Point-per-instance localization data:
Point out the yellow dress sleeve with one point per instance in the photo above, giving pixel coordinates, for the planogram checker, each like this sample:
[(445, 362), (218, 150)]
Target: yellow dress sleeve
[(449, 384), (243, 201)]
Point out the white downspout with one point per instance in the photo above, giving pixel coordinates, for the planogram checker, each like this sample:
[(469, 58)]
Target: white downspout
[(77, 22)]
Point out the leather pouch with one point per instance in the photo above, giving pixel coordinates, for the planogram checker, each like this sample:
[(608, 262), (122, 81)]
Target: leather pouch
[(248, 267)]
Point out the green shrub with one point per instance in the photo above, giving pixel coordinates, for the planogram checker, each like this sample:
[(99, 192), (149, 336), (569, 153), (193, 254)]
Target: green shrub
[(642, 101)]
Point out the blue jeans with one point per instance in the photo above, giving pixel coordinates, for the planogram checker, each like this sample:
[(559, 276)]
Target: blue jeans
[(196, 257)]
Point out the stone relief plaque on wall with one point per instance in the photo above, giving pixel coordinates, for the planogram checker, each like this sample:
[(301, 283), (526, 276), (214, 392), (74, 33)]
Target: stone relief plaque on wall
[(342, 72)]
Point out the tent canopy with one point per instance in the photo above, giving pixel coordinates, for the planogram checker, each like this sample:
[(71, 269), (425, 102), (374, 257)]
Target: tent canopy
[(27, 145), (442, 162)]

TASK:
The answer should be the full set of records, reproduced exactly.

RESPONSE TO THIS EXERCISE:
Point out the yellow dress sleeve with one point per instance in the photo above, giving pixel coordinates, for the planogram checker, each like this sample:
[(445, 362), (218, 150)]
Target: yellow dress sleeve
[(449, 384), (243, 201)]
Point out the white downspout with one point per instance in the photo above, giving pixel coordinates, for the planogram checker, each like this sample:
[(469, 58)]
Target: white downspout
[(77, 22)]
Point out the leather pouch with one point per instance in the photo above, giving pixel coordinates, for the planogram checker, each like this sample:
[(608, 262), (122, 81)]
Target: leather pouch
[(248, 267)]
Point out the green shrub with one point per instance in the photo above, giving pixel coordinates, for the planogram checker, each like this sample:
[(99, 192), (149, 336), (569, 153), (193, 254)]
Target: green shrub
[(642, 101)]
Point out the blue jeans with one point per instance in the photo above, giving pixel coordinates, for the planogram checker, each like this sample:
[(559, 276)]
Target: blue jeans
[(196, 257)]
Point out the stone relief plaque on wall with one point per instance in the photo above, giving pixel coordinates, for the planogram checker, each like this sample:
[(301, 283), (526, 276), (214, 392), (74, 33)]
Target: stone relief plaque on wall
[(342, 72)]
Point out the tent canopy with one point per instance in the photo above, giving pixel coordinates, for the planogram checker, each like this sample:
[(71, 269), (425, 102), (374, 257)]
Target: tent canopy
[(27, 145), (442, 162)]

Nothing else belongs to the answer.